(Stored entries)
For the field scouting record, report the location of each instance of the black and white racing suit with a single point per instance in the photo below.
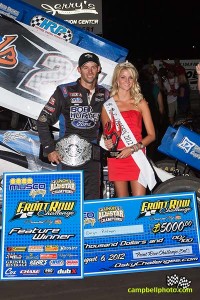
(69, 105)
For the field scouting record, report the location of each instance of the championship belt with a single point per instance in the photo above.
(111, 132)
(74, 150)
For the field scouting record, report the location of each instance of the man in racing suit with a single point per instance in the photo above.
(77, 106)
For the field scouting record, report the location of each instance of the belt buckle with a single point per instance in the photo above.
(74, 150)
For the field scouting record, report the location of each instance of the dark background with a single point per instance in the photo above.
(154, 28)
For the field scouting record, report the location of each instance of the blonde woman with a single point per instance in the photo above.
(130, 111)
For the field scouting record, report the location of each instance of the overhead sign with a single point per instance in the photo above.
(66, 32)
(84, 14)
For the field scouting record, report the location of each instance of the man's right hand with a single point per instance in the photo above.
(54, 157)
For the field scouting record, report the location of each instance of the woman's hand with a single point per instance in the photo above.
(125, 152)
(108, 143)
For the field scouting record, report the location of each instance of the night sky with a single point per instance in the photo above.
(152, 28)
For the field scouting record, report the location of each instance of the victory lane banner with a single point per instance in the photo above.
(141, 234)
(42, 229)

# Aim of the exercise:
Set down, please, the lines from the line holding "of the woman's" through the final line of the data, exactly and with nothing added.

# Response:
For the field scouting record, report the location of each instance of the woman's hand with a single point per instance in the photo above.
(125, 152)
(108, 143)
For the field scouting record, report the location of each instance of the night sky with a single point per instance in the photo above.
(152, 28)
For the field scouting record, report the location of each instance of the victory lane banner with a single point per instance in the photo above.
(141, 234)
(42, 229)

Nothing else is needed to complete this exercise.